━━━ EXERCISE MATERIAL

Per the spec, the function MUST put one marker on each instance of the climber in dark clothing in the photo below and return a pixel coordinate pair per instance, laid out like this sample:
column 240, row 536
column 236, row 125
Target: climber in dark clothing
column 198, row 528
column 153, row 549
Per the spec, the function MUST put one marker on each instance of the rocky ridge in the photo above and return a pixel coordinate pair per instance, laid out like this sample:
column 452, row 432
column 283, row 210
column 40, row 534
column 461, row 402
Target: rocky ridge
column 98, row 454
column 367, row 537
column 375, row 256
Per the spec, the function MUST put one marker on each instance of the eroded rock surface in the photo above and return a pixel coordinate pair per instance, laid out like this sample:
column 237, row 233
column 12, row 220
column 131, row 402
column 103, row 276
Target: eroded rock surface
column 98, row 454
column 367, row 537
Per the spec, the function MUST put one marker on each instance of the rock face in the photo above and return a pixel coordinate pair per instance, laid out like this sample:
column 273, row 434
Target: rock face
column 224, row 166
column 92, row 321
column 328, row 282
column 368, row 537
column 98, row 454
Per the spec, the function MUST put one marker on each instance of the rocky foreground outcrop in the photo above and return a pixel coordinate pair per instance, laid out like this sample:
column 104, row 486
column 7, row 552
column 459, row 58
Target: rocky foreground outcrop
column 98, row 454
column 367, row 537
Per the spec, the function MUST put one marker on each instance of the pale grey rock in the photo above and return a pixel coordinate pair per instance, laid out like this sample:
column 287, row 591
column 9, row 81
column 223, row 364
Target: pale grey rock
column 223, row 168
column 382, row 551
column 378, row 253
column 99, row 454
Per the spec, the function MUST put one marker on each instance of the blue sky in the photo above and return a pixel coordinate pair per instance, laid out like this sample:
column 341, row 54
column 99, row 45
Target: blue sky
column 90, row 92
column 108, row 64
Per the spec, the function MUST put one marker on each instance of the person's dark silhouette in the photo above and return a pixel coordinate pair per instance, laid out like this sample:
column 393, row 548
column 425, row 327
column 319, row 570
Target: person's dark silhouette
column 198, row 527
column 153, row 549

━━━━━━

- _DIRECTIONS_:
Copy every line above word for word, keeping the original order.

- _RESULT OF THE TASK_:
Per the spec, the function MUST put one marker on each instance of the climber in dark clothing in the photo below and return a pixel coordinate pair per instance, laid out like this sample:
column 240, row 536
column 236, row 125
Target: climber in dark clothing
column 198, row 528
column 153, row 549
Per the spec, the function MUST put one marker on each instance of the rocky ridge in the photo above and return a pixel coordinate pair per instance, laid out like this sample:
column 452, row 432
column 283, row 210
column 40, row 534
column 461, row 402
Target: rocky ridge
column 98, row 454
column 367, row 537
column 375, row 256
Per the spec, the function MUST put one marker on each instance of the eroded rock surface in the photo above and return a pixel coordinate pair per instance, laid out like this sample:
column 237, row 233
column 12, row 220
column 131, row 402
column 103, row 276
Target: eroded rock surface
column 98, row 454
column 367, row 537
Per the spec, the function MUST put one marker on each instance of the rock face in the photo above and return a pixel coordinate pair per instance, laid out like this sample:
column 273, row 434
Target: rock face
column 224, row 166
column 92, row 321
column 328, row 282
column 368, row 537
column 98, row 454
Per the spec, the function MUST put one marker on each instance of the rocky foreground outcrop in the photo above and return a pixel coordinate pair per instance, laid out like this sample:
column 104, row 486
column 7, row 552
column 459, row 58
Target: rocky foreground outcrop
column 98, row 454
column 367, row 537
Per the spec, the function MUST put one marker on each instance of the pale grey rock in the photo above and return a pixel coordinate pair per instance, laid out like this sample:
column 287, row 591
column 9, row 81
column 223, row 364
Target: pale grey rock
column 223, row 168
column 382, row 551
column 378, row 253
column 99, row 454
Per the spec, the function MUST put one marker on each instance of the blue sky in the photo above and return a pixel coordinate pair per instance, laid out like this sample:
column 341, row 54
column 99, row 45
Target: blue sky
column 90, row 92
column 108, row 64
Per the spec, the function MUST put one marker on each instance of the person's dark silhouette in the photo above and return a pixel coordinate pair per instance, laid out like this sample:
column 393, row 548
column 425, row 327
column 319, row 570
Target: person's dark silhouette
column 198, row 527
column 153, row 549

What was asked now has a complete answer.